Starting at the line that contains "shorts by giving the bounding box." and ending with the line that contains "[173,142,186,168]", write those lines out again with "beach umbrella" substituted for "beach canopy" and nothing else changed.

**Data listing:**
..........

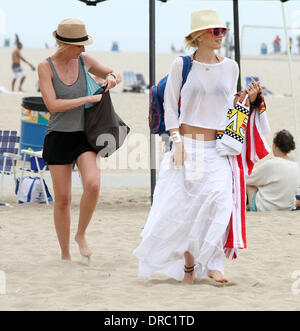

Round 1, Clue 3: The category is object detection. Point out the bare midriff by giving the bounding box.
[179,124,217,141]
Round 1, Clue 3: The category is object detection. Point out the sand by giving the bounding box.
[0,48,300,310]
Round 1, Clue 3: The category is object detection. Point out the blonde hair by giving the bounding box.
[184,30,205,49]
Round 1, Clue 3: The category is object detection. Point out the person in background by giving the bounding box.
[246,130,300,211]
[11,42,35,92]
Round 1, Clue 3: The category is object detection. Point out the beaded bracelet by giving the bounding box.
[105,72,117,80]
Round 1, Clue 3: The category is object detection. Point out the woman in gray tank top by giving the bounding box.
[38,19,121,260]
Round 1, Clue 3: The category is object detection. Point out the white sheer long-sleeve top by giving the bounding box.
[164,57,239,131]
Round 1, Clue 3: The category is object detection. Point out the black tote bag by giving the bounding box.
[84,92,130,157]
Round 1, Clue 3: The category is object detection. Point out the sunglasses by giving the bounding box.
[206,28,227,37]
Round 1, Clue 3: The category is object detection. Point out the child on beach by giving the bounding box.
[247,130,300,211]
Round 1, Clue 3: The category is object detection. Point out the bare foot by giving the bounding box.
[182,267,195,285]
[208,270,228,283]
[75,235,92,259]
[61,254,72,261]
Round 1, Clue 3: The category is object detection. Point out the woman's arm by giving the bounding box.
[38,61,102,114]
[83,54,122,92]
[246,159,276,187]
[164,57,183,131]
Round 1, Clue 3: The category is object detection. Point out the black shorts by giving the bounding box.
[43,131,96,165]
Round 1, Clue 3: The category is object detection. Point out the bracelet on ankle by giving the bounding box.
[171,131,182,144]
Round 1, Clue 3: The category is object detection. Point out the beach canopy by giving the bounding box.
[79,0,300,201]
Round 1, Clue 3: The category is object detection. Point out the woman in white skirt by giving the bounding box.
[134,10,259,284]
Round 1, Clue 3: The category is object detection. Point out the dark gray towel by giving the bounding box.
[84,92,130,157]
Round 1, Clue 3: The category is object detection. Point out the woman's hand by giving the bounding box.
[246,77,261,103]
[87,94,102,103]
[104,74,117,93]
[173,142,186,168]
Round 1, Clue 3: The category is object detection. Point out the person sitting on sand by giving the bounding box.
[247,130,300,211]
[11,42,35,92]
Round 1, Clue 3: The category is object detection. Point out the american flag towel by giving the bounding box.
[217,92,271,259]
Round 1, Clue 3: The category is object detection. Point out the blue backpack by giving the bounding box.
[149,56,192,135]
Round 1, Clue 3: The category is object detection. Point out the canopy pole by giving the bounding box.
[281,2,300,165]
[149,0,156,204]
[233,0,242,91]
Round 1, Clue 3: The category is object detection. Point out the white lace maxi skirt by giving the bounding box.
[134,137,232,281]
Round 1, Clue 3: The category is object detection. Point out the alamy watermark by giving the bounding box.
[0,270,6,295]
[291,10,300,36]
[291,270,300,295]
[0,9,6,34]
[97,133,205,180]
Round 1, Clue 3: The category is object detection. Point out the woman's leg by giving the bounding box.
[49,164,72,260]
[246,185,258,210]
[75,152,100,257]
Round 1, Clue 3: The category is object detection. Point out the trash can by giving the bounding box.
[20,97,50,161]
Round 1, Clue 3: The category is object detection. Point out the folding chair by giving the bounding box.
[18,149,49,205]
[136,74,147,92]
[18,149,83,205]
[245,76,259,87]
[123,71,141,92]
[0,130,21,205]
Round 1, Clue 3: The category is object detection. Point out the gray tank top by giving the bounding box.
[46,55,86,134]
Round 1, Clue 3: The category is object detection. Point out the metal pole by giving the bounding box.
[281,2,300,164]
[233,0,242,91]
[149,0,156,204]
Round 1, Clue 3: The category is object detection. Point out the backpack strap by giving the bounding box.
[182,55,193,86]
[27,177,37,202]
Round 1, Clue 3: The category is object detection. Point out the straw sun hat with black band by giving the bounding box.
[53,18,93,46]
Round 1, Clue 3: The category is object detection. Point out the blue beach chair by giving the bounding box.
[0,130,20,206]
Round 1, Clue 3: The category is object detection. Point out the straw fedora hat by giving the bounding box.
[53,18,93,46]
[185,9,229,39]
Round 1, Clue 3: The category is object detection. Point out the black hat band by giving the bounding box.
[56,33,89,43]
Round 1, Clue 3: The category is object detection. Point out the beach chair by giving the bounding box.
[136,74,147,92]
[245,76,259,87]
[123,71,141,92]
[0,130,21,205]
[18,149,52,205]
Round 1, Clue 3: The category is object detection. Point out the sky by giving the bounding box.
[0,0,300,54]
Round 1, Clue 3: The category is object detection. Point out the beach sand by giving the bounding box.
[0,48,300,310]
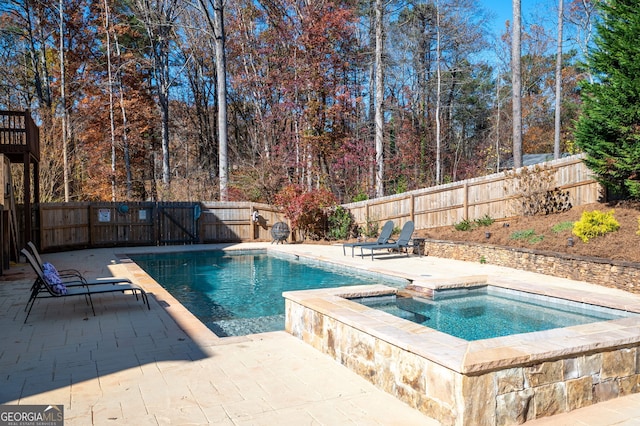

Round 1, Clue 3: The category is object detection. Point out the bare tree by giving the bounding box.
[511,0,522,169]
[134,0,184,186]
[375,0,384,197]
[58,0,70,202]
[553,0,564,160]
[200,0,229,201]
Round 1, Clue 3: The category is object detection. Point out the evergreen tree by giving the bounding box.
[576,0,640,198]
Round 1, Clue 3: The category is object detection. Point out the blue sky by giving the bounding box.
[481,0,552,35]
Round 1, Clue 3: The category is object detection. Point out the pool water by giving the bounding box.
[130,250,388,337]
[356,286,635,341]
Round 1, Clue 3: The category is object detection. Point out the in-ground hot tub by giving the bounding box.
[284,277,640,425]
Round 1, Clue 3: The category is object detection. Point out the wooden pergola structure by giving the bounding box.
[0,111,40,269]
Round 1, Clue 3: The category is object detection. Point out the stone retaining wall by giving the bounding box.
[424,240,640,293]
[285,286,640,426]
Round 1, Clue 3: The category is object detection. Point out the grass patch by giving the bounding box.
[474,214,496,226]
[509,229,544,244]
[453,219,473,231]
[509,229,536,240]
[551,221,573,234]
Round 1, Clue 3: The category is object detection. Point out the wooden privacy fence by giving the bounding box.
[343,155,601,229]
[35,156,601,251]
[37,202,283,251]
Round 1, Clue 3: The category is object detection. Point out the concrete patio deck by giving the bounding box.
[0,243,640,426]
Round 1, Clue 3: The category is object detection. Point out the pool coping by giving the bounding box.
[284,276,640,375]
[117,245,640,375]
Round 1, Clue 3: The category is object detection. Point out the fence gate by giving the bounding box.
[157,203,201,245]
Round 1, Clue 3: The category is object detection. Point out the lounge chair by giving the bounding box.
[22,249,151,324]
[27,241,131,286]
[360,221,414,260]
[342,220,393,257]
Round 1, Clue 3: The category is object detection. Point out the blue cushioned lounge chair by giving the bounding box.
[360,221,414,260]
[22,249,151,324]
[342,220,393,257]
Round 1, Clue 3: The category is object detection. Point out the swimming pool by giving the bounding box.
[130,250,404,337]
[355,286,636,341]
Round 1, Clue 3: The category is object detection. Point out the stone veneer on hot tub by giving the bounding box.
[283,277,640,425]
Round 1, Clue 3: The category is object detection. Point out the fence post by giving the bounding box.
[462,182,469,220]
[409,194,416,223]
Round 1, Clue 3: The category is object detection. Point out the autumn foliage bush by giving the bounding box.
[275,185,338,240]
[573,210,620,243]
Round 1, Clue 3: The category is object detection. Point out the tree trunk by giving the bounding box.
[58,0,70,202]
[511,0,522,169]
[214,0,229,201]
[436,0,442,185]
[104,0,117,202]
[553,0,564,160]
[375,0,384,197]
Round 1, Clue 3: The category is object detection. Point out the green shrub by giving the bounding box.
[573,210,620,243]
[551,221,573,234]
[509,229,544,244]
[453,219,473,231]
[362,217,380,238]
[474,214,495,226]
[327,206,354,240]
[351,192,369,203]
[509,229,536,240]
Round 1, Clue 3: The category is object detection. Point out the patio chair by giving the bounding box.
[342,220,393,257]
[22,249,151,324]
[360,221,414,260]
[27,241,131,286]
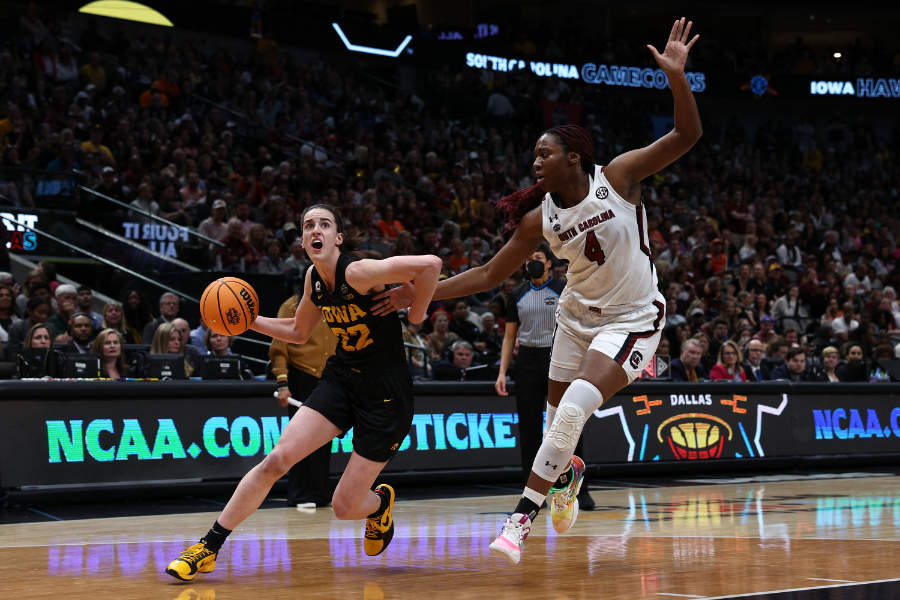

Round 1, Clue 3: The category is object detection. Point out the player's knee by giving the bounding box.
[547,399,587,450]
[259,446,293,481]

..........

**The answer:**
Round 1, Clue 3: The category is object detection. Point out the black shorts by giving the bounding box.
[43,131,96,165]
Round 1, Clue 3: The category is object detection. Point out the bracelet on ankle by giving the bounding box.
[171,131,182,144]
Round 1, Clue 3: The category is object detection. Point out the beach umbrella by giving the bounding box.
[79,0,300,201]
Round 1, Clue 3: The category is object detection. Point out the woman in white skirt by giving the bounding box.
[134,10,259,284]
Round 1, Clue 3: The category is object detection. Point out the dark gray towel by giving the bounding box.
[84,92,130,157]
Round 1, Clue 3: The category is object detection. Point out the woman's hand by giving the bounding box.
[246,77,261,103]
[87,94,102,103]
[104,74,117,93]
[173,142,186,168]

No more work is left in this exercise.